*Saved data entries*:

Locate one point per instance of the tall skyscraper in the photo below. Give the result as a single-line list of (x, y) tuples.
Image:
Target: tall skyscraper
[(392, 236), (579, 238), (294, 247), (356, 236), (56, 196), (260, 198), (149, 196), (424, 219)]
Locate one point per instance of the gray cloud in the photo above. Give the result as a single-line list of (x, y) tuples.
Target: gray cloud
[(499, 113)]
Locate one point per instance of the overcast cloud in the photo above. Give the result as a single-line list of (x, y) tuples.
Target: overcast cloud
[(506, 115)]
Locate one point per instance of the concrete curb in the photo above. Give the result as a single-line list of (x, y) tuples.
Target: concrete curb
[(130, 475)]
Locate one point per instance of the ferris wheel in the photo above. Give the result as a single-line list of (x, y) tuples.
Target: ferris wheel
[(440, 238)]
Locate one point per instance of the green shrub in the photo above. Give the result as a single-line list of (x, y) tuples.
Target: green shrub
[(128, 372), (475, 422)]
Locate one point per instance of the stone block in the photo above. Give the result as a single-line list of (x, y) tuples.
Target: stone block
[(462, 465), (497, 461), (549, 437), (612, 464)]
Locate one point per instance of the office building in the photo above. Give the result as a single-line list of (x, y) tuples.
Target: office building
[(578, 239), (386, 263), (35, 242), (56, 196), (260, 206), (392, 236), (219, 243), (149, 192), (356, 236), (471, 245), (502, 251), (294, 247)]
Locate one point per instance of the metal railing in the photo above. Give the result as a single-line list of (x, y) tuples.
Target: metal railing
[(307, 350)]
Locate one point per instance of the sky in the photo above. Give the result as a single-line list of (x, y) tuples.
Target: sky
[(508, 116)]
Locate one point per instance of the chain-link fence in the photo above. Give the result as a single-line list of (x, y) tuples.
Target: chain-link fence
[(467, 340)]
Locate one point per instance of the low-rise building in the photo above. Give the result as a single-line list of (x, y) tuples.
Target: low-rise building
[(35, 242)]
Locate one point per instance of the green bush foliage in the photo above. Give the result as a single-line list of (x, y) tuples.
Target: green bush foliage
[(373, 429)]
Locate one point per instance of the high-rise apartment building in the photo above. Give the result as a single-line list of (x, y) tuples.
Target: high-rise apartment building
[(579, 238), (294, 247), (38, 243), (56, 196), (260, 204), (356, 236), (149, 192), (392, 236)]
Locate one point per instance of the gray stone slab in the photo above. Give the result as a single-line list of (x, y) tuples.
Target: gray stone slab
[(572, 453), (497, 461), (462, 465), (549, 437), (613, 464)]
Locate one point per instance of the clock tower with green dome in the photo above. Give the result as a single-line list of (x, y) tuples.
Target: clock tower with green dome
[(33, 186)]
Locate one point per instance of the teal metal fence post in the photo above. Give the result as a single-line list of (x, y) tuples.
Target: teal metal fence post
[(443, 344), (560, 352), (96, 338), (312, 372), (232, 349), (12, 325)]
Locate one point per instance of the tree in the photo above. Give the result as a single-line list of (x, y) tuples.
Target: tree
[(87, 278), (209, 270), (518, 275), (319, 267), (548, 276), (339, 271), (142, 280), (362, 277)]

*Problem to work on*:
Reproduce all of the lines above verbatim, from first to last.

*Finished answer*:
Locate one point per instance of the tall skyscraper in the photo below. Give the result as a single-line list of (x, y) tuples.
Image:
Target: tall skyscraper
[(392, 236), (579, 238), (294, 247), (356, 236), (56, 196), (260, 198), (149, 196), (424, 219)]
Locate one point per instance of the gray cloud in the photo above. Give the result as a single-line list of (x, y) tuples.
Target: gray cloud
[(499, 113)]
Locate one point per instance of the overcast cloud in the photo above. Give the result as a single-line list of (x, y) tuples.
Target: overcast cloud
[(506, 115)]
Locate one point per instance of the concrete curb in the photo above. Give the result as a single-line list of (x, y) tuples.
Target: concrete curb
[(130, 475)]
Locate one point per instance of the ferris wheel in the photo above. Give the result as a single-line list of (x, y) tuples.
Target: ferris wheel
[(440, 238)]
Locate one point per instance of the green shrub in the photo above. Give the result as a single-line list of (x, y) tuples.
Target: green shrub
[(128, 372), (475, 422)]
Locate one point per instance of the stone block in the photo above. Give the result as a single-line list of (x, y) tuples.
Target: stone block
[(462, 465), (497, 461), (549, 437), (612, 464)]
Locate one point per instance of the office building in the photo above. Give the result as a single-line list of (x, y) tuples.
Target: office building
[(578, 239), (386, 263), (35, 242), (56, 196), (260, 206), (392, 236), (219, 243), (149, 192), (356, 236), (471, 245), (502, 251), (294, 247)]
Locate one point per instance of the metal railing in the photo above. Give the result as a single-line list of (x, y) tuples.
Target: metal railing
[(307, 350)]
Locate one point per instance of the sky in the photo above. Give the result as a single-line list of (x, y) tuples.
Target: sky
[(508, 116)]
Locate one point per instance of the chain-link fence in the photo above. Give the result as a single-line list of (x, y) tuples.
Target: chain-link fence
[(467, 340)]
Locate one point per instance of the low-rise building in the photo above. Give the result as a single-line list of (x, y) tuples.
Target: low-rise building
[(35, 242)]
Locate one point per instance of the green bush foliage in the photo above. Give the result as a single-line list of (x, y) tuples.
Target: green bush foliage
[(373, 429)]
Locate one point per instance of the high-rise apartment building in the photo above. Give the result as a single-line list of (x, y) tuples.
Target: high-rise apartment building
[(579, 238), (294, 247), (38, 243), (56, 196), (260, 204), (356, 236), (149, 192), (392, 236)]
Locate one point per instance of the gray stone slab in the photo above. Give the result as a single-line list of (x, y) tuples.
Target: gray stone slab
[(572, 453), (497, 461), (462, 465), (549, 437), (613, 464)]
Locate one point per instance of the clock tower with green dome in the photo above. Give the result as a single-line list of (x, y) tuples.
Target: clock tower with green dome
[(33, 186)]
Locate one point per instance of the teal metal fence post in the photo above. Give the result as a single-line list of (x, y) tuples.
Target: teal metal fence post
[(443, 344), (560, 352), (96, 338), (312, 372), (232, 349), (12, 325)]
Locate one point per instance of the tree in the photo above. Give the result as a single-line list of (x, y) tuples.
Target: tree
[(87, 278), (209, 270), (518, 275), (319, 267), (548, 276), (339, 271), (142, 280), (362, 277)]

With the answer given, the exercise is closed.